▶ [STUDY QUESTIONS]
#1 From the forum thread about Windows file sync issues, copy out the section from "Exiftool run from" to "to sync this?", word for word.
#2 Pick up the forum thread about Windows file sync issues after its last post and continue it.
──────── TEXT FOR ANALYSIS ────────
Windows filesystem sync issues?

Started by ribtoks, March 16, 2016, 11:03:04 AM

Previous topic - Next topic

ribtoks

I've run into interesting problems using Exiftool 10.10+, Qt 5.5.1 and Windows 10.

I'm creating temporary file with QTemporaryFile, write there some data, save it, wait untill it's flushed using `FlushFileBuffers()` and afterwards pass this file as arguments file for `exiftool`. Data which I'm writing there is UTF-8 encoded paths to images:

    if (argumentsFile.open()) {
        QStringList exiftoolArguments = createArgumentsList();
        foreach (const QString &line, exiftoolArguments) {
            argumentsFile.write(line.toUtf8());
            argumentsFile.write("\r\n");
        }
    }

    // fsync stuff here...
    // starting exiftool with -@ argumentsFile.fileName() parameter here
    // also with -charset filename=UTF8

So the problem is the following: when filenames does not contain Unicode symbols, Exiftool reads images, imports Exif metadata and everything is fine.

But when filenames contain Unicode symbols, sometimes Exiftool does not catch up them, unless I will insert `QThread::sleep(msec)` call which will make current thread to switch context and possible give ability to sync buffers for other threads (writing to harddrive).

Exiftool run from cmd line with same file always reads metadata, unless started with QProcess with the way explained before. What can be the issue?

Phil Harvey

I don't know the solution, but the difference is that ExifTool opens the file using the Windows file i/o libraries instead of the standard C file i/o if the filename contains any Unicode characters.  My guess is that the buffering of the Windows file i/o is different.  Are there any Windows i/o calls that you can use to sync this?
──────── STUDY MATERIAL ────────
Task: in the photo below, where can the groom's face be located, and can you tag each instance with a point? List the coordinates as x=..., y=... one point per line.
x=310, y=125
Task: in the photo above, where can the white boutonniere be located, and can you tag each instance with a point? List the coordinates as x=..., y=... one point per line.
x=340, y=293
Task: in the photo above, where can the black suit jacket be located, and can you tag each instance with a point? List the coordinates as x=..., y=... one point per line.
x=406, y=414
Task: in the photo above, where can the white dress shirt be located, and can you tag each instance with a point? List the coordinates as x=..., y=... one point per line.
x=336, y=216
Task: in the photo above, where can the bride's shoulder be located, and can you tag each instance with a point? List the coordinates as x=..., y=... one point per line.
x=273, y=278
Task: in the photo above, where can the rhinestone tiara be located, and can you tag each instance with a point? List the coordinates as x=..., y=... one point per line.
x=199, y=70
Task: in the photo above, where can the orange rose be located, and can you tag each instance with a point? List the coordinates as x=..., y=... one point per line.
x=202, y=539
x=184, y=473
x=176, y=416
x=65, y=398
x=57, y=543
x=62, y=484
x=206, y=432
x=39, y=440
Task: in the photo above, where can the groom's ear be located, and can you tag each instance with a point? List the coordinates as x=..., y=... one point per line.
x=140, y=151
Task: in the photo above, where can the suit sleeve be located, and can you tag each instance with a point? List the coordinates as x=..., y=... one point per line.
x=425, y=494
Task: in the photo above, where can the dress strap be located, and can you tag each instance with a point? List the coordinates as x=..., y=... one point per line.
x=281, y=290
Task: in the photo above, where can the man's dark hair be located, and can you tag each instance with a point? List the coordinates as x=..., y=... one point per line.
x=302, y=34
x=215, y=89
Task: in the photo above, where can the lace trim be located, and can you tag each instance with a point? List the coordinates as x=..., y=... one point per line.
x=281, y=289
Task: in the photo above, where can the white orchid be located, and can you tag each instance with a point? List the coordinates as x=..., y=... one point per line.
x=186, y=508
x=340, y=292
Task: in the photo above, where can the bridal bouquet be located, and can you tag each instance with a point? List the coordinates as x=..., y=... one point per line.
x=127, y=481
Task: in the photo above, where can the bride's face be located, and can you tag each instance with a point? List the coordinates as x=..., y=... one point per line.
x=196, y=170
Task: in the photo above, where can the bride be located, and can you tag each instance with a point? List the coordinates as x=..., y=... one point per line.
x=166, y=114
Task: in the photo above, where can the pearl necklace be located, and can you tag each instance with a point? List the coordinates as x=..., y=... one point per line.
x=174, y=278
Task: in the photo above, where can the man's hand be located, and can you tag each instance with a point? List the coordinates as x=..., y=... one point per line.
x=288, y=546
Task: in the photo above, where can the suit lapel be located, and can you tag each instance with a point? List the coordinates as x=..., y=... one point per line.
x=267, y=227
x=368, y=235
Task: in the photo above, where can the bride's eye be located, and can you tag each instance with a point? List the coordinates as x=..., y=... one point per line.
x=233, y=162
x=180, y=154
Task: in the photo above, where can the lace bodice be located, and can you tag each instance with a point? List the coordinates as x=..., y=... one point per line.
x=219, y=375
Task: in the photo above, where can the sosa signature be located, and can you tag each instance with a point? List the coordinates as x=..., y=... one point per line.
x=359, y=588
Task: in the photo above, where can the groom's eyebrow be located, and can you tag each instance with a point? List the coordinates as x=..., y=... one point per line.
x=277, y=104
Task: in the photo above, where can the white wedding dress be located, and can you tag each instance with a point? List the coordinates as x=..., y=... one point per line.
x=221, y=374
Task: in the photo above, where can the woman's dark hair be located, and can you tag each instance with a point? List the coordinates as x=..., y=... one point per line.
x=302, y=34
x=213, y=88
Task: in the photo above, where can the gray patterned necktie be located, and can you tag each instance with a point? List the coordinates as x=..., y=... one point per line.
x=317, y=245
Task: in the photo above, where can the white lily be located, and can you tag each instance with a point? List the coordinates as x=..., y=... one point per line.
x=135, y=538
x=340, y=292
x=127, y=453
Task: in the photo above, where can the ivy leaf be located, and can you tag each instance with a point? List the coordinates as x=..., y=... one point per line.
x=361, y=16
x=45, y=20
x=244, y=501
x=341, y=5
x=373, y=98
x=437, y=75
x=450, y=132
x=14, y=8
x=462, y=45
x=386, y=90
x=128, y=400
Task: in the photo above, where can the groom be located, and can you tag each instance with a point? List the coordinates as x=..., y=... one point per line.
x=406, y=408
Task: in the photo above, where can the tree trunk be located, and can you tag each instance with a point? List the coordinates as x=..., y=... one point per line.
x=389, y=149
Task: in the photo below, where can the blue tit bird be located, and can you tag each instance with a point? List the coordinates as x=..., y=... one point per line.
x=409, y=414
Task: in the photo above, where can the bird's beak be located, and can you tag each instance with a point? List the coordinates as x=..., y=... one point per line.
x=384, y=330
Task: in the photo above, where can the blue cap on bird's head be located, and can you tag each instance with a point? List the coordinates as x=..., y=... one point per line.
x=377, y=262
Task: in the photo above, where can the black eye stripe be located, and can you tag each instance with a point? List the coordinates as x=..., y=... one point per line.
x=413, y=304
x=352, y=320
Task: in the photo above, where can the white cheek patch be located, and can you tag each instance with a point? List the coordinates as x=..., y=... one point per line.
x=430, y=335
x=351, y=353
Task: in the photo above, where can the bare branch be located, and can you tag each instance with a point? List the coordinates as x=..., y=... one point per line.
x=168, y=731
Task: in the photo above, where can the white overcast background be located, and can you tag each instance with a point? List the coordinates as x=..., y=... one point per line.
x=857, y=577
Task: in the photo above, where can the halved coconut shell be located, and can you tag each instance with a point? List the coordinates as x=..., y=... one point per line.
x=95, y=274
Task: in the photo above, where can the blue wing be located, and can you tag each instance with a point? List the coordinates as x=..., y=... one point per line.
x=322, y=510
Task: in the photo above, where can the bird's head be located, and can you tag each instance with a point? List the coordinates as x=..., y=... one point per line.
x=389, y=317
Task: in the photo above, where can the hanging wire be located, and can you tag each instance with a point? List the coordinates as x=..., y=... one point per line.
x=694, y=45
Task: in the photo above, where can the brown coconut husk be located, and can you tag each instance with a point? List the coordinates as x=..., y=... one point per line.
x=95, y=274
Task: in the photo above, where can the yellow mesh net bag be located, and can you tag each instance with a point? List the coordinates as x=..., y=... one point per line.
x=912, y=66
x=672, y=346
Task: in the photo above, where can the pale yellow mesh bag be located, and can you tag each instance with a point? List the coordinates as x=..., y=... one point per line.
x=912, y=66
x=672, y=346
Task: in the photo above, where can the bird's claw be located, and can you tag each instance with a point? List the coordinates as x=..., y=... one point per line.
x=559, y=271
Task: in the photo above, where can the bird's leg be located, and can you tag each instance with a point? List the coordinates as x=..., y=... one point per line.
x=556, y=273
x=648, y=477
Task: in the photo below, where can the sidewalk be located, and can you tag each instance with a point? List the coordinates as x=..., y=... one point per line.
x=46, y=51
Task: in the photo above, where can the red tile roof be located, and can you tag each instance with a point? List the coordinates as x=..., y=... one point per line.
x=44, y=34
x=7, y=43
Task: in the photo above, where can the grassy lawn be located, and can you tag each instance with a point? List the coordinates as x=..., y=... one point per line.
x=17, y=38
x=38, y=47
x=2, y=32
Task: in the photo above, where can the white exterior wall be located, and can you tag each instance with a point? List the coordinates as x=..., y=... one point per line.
────────
▶ [WRITTEN ANSWERS]
#1
Exiftool run from cmd line with same file always reads metadata, unless started with QProcess with the way explained before. What can be the issue?

Phil Harvey

I don't know the solution, but the difference is that ExifTool opens the file using the Windows file i/o libraries instead of the standard C file i/o if the filename contains any Unicode characters.  My guess is that the buffering of the Windows file i/o is different.  Are there any Windows i/o calls that you can use to sync this?

#2
- Phil
...where DIR is the name of a directory/folder containing the images.  On Mac/Linux/PowerShell, use single quotes (') instead of double quotes (") around arguments containing a dollar sign ($).

ribtoks

Quote from: Phil Harvey on March 16, 2016, 02:19:05 PMAre there any Windows i/o calls that you can use to sync this?

- Phil

Yes, I was calling FlushFileBuffers https://msdn.microsoft.com/en-us/library/windows/desktop/aa364439%28v=vs.85%29.aspx

#ifdef Q_OS_WIN
            HANDLE fileHandle = (HANDLE)_get_osfhandle(argumentsFile.handle());
            bool flushResult = FlushFileBuffers(fileHandle);
            LOG_DEBUG << "Windows flush result:" << flushResult;
#else


FlushFileBuffers returned true, but that didn't help much. Exiftool still read input file (which possibly was out of sync) with random success.

Phil Harvey

I don't know if I can help here.  But can't you avoid this problem since you are creating the temporary file yourself? -- just use a name that doesn't contain Unicode characters.

- Phil
...where DIR is the name of a directory/folder containing the images.  On Mac/Linux/PowerShell, use single quotes (') instead of double quotes (") around arguments containing a dollar sign ($).

ribtoks

Quote from: Phil Harvey on March 16, 2016, 03:47:27 PM
just use a name that doesn't contain Unicode characters.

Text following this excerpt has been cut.